# [Text passage]
--------------------

My brothers are hungry too!


We had just bought our first house. It was a small gate lodge with a huge garden. It even had its own little forest in the corner. The kids loved it. This move to the countryside provided the three boys (all under 10) with the freedom to play outside. The contrast between our previous urban existence on a rough estate to this rose garden encircled cottage could not be greater.

We enthusiastically carted boxes of our belongings from the hired transport van to our new home. So involved were we with moving we forgot to prepare food. Our younger son, Daniel decided he was hungry and went off to explore our new neighbourhood. He wandered off to a row of pensioner's houses on a lane opposite. A friendly pensioner spotted Daniel and struck up a conversation with our chatty three-year-old who told him how very hungry he was. Andrew welcomed Daniel into his home and introduced him to his wife Vera, a South African. A lovely elderly couple who had spent their lives up to their 40s taking care of their ill parents. It was only after the death of their respective parents that the pair met at the wedding of a relative of Andrew's. They married and had one son.  Andrew worked in the nearby cement quarry for the whole of his life. In their cosy living room Daniel was fed and given a drink and even a bar of chocolate. At their door, as he left, the canny Daniel, informed them that he had two brothers as hungry as he was!  The generous pensioners filled a plastic bag with provisions for his brothers. Daniel returned to our house like a triumphant hunter gatherer.  We were shocked by his audacity and yet impressed with his initiative. When we went to thank these pensioners we found two gems. Both were as kind as they were wise. Andrew had built a huge conservatory, all home-made, with even an oil heater to heat it. Entering that quiet conservatory we would often find Vera working away at a massive jigsaw puzzle on a specially designed table while Andrew read his newspaper.  How many times we’d enter this serene place and be plied with huge quantities of tea and biscuits.

They grew amazing tomatoes and supplied us with jars of their famous chilli and tomato chutney. Andrew’s kindness was constant and in the years ahead brought only joy to all our lives. Andrew taught Daniel how to ride his first bike. They felt like a real family. I remember trying to move our caravan from the garden. It seemed an impossible task until Andrew flagged down a passing tractor driver who had the caravan hauled out in a matter of minutes. It was at that moment I realised what being part of a community meant. Andrew had been brought up in this part of the world. Gone to school here, worked a lifetime in this rural setting. When he flagged down a passing driver they were obviously going to help. He was well known in the neighbourhood and everyone seemed to know him and like him. Daniel had chosen well!

--------------------

# [The data]
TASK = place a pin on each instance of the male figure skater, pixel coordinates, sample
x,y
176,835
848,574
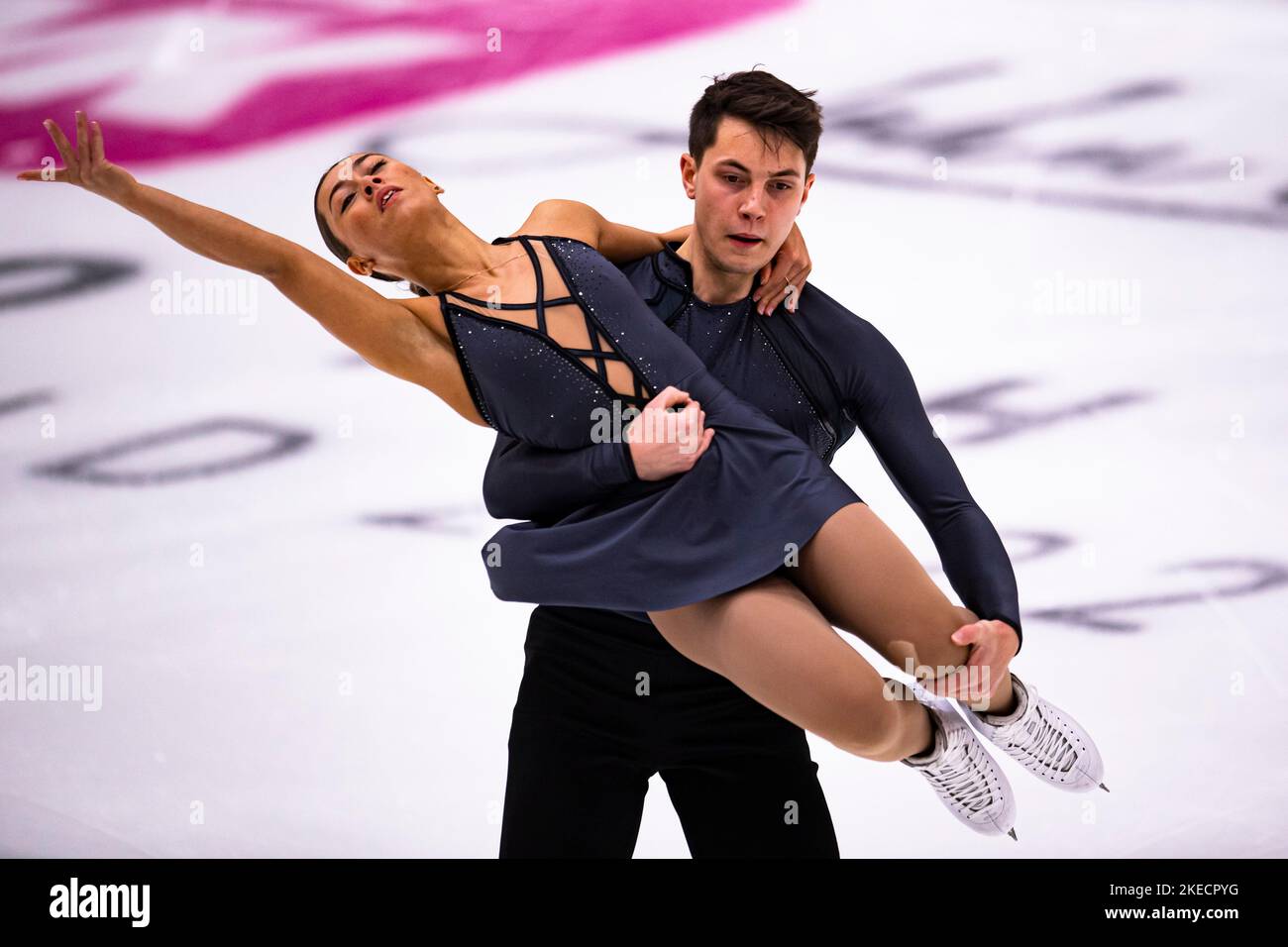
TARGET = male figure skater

--------------------

# [Assignment]
In the story about moving to the gate lodge, where did Andrew work for the whole of his life?

# [Response to this task]
In the nearby cement quarry.